● **Opdrachtvereisten**: Herschrijf alsjeblieft de alinea die begint met "In de beantwoording benadrukt Heijnen" uit het fragment over ongelijke breukdelengemeenschappen hieronder als korte opsomming. Behoud daarbij de belangrijkste feiten.

Het kabinet blijft bij het voorgenomen beleid rond ongelijke breukdelengemeenschappen. Staatssecretaris Eugène Heijnen van Financiën heeft in antwoorden aan de Tweede Kamer verduidelijkt waarom de huidige aanpak ongewijzigd blijft.
Aanpassing blijft noodzakelijk
Het kabinet vindt het ongewenst dat echtgenoten door een ongelijke breukdelengemeenschap vermogen kunnen overdragen zonder erf- of schenkbelasting te betalen. Volgens de toelichting bij het Belastingplan 2026 kan deze constructie ertoe leiden dat erfbelasting wordt bespaard of dat de legitieme portie wordt uitgehold. Om dat te voorkomen, acht het kabinet het van belang dat er ook bij ongelijke breukdelen erfbelasting wordt geheven. Daarmee wil het kabinet waarborgen dat dergelijke civielrechtelijke afspraken geen fiscaal voordeel meer opleveren.
Geen ruimte voor uitzonderingen
In de beantwoording benadrukt Heijnen dat er geen tegenbewijsregeling komt waarmee echtgenoten kunnen aantonen dat hun keuze voor ongelijke breukdelen niet fiscaal is ingegeven. Ook ziet het kabinet af van een 180 dagenregel, waarbij heffing achterwege blijft als er meer dan zes maanden verstrijkt tussen de wijziging van de huwelijkse voorwaarden en de ontbinding van de gemeenschap. Beide opties zouden volgens het kabinet afbreuk doen aan de effectiviteit van de maatregel en tot discussies leiden over het daadwerkelijke motief van echtgenoten.
Toepassing bij overlijden
Het voorstel biedt duidelijkheid over wanneer de maatregel geldt bij overlijden. De regeling is enkel van toepassing als de echtgenoot met het kleinste breukdeel overlijdt. Wanneer de partner met het grootste deel komt te overlijden, speelt de bepaling geen rol. In de systematiek van het voorstel is dit uitgangspunt verwerkt.
Verdere antwoorden
In het kamerstuk zijn ook antwoorden van Heijnen te lezen op vragen over de verlenging van de aangiftetermijn erfbelasting, de aanpassing van de 180 dagenfictiebepaling en de gelijkstelling van biologische kinderen. Zo erkent het kabinet dat er een hechtere relatie kan bestaan met vrienden of tweede tot derde graad familieleden, dan met kinderen. Dit is verder echter niet relevant voor de behandeling in de schenk- en erfbelasting in het licht van de huidige wetgeving.

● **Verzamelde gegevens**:
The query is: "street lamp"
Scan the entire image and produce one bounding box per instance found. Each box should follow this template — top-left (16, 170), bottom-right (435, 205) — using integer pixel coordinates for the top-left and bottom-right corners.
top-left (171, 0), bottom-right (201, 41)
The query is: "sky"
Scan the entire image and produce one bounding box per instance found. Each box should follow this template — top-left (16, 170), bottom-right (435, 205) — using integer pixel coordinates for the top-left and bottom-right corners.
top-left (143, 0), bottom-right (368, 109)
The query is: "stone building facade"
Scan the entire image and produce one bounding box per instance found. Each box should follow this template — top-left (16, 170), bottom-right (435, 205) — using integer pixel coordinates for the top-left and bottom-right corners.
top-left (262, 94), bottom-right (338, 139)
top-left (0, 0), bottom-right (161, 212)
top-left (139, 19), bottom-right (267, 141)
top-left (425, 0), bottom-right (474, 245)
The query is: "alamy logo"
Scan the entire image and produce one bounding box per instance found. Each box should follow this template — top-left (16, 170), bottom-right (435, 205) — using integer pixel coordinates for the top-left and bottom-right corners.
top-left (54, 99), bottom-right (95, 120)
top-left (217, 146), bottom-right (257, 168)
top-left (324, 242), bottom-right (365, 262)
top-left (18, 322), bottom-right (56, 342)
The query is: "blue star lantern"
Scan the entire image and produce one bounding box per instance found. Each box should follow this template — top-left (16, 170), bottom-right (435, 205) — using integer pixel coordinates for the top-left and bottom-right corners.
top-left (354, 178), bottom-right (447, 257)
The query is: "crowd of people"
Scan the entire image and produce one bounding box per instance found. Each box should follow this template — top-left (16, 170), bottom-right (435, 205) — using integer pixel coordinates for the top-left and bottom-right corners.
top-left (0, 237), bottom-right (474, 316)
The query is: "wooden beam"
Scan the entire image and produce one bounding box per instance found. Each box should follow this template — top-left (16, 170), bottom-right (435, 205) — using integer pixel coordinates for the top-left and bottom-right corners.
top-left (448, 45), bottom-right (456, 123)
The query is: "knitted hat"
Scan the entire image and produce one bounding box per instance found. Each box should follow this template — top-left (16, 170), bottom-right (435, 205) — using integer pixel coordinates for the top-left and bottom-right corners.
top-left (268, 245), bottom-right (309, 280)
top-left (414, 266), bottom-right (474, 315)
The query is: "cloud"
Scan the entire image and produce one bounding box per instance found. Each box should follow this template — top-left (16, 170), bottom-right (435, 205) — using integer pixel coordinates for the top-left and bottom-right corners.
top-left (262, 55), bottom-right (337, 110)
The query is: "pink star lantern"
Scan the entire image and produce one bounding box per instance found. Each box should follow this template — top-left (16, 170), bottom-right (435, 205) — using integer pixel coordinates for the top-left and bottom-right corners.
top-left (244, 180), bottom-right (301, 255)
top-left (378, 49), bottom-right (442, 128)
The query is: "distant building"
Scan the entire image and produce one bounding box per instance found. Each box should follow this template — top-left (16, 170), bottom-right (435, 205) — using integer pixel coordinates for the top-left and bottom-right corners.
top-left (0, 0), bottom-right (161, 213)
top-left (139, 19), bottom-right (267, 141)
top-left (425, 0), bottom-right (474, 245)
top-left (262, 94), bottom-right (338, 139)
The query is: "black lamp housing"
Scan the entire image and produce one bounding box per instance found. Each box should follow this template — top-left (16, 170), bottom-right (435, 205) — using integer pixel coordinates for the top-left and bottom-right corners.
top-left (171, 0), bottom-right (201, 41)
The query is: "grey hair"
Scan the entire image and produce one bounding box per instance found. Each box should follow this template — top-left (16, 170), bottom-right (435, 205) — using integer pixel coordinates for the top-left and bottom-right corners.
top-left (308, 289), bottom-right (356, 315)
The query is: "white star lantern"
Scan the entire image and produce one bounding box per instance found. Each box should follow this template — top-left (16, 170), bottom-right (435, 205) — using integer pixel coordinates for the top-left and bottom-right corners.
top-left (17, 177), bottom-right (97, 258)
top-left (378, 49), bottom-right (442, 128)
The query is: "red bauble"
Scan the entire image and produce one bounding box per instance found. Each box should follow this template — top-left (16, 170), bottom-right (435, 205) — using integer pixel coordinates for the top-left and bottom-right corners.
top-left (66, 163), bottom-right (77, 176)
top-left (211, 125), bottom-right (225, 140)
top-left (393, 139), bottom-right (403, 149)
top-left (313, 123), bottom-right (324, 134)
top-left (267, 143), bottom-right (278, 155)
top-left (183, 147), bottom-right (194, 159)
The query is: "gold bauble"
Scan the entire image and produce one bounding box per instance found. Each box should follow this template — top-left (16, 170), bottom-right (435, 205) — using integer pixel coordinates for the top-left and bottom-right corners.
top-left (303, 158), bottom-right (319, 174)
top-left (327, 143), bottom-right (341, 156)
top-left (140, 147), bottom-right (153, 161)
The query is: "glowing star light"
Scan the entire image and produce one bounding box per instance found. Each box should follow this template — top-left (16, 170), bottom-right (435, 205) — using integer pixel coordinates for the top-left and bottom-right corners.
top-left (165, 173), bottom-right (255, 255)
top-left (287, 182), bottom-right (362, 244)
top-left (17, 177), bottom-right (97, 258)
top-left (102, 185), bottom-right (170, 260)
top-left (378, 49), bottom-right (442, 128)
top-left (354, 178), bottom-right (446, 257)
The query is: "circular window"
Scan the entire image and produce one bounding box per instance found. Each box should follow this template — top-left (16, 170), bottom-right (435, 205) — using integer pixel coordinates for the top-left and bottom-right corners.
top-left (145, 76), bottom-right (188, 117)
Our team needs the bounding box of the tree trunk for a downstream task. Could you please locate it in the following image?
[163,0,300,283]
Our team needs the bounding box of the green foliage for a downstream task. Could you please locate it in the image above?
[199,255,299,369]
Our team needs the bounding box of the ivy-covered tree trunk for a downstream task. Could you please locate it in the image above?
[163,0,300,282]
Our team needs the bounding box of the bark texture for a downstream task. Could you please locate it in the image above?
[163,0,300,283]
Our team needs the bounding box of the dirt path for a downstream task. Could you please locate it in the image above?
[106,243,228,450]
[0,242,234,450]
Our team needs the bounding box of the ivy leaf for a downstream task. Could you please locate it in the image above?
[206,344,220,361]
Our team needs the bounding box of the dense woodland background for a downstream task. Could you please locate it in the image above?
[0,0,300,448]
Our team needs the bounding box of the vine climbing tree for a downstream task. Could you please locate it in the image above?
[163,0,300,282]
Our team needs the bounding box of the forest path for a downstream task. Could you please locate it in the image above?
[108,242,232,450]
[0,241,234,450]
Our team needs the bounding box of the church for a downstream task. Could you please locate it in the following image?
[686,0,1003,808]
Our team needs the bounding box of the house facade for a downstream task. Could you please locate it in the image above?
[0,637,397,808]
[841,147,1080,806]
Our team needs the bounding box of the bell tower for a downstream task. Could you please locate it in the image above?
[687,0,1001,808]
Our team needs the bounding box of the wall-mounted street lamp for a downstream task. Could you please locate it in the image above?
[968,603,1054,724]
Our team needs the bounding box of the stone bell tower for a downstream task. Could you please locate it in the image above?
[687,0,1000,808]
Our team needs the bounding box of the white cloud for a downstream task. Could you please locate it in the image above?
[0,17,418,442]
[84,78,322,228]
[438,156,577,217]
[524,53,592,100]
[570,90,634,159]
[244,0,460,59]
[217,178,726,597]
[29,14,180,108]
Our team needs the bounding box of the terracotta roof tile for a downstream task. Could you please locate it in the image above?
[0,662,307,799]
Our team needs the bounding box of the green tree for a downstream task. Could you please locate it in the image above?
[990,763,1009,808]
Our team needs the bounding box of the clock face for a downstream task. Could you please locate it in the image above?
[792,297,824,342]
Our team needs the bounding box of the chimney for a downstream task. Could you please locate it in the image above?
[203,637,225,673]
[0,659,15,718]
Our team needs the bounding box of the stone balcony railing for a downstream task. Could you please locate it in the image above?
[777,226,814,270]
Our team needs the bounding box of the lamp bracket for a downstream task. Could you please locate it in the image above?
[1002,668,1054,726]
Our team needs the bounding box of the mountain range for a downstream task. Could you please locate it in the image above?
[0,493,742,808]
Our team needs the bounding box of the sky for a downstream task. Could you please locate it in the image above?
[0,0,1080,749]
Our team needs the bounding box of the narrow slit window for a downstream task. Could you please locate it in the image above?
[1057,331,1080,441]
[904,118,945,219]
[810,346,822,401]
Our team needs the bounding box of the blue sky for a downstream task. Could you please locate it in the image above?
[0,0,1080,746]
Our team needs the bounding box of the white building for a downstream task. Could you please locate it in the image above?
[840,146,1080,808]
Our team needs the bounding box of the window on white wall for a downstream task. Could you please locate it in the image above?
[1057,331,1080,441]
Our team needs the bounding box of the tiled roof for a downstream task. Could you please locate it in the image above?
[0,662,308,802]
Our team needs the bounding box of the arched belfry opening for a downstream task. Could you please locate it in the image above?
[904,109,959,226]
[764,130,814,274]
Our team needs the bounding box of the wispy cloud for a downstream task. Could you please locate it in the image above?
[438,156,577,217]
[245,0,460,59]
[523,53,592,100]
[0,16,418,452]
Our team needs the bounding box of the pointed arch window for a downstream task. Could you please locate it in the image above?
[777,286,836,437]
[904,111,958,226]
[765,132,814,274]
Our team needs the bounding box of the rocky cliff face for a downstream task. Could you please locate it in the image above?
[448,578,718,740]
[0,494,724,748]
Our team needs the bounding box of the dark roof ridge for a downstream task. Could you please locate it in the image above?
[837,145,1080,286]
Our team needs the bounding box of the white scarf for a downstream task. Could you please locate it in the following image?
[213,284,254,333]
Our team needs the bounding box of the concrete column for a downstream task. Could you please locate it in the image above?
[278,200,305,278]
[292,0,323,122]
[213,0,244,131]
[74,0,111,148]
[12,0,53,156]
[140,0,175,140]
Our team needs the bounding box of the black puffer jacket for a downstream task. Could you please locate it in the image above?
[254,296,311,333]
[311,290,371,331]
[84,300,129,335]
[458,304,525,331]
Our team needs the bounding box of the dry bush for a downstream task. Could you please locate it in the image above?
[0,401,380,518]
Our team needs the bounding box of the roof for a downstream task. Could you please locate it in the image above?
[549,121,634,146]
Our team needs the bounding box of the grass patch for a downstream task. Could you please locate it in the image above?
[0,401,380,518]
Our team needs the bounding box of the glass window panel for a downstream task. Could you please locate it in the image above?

● **Uitwerking opdracht**:
- Volgens Heijnen komt er geen tegenbewijsregeling waarmee echtgenoten kunnen aantonen dat hun keuze voor ongelijke breukdelen niet fiscaal is ingegeven.
- Het kabinet ziet af van een 180 dagenregel. Onder die regel zou heffing achterwege blijven als er meer dan zes maanden liggen tussen de wijziging van de huwelijkse voorwaarden en de ontbinding van de gemeenschap.
- Beide opties zouden volgens het kabinet de effectiviteit van de maatregel aantasten en tot discussies over het werkelijke motief van echtgenoten leiden.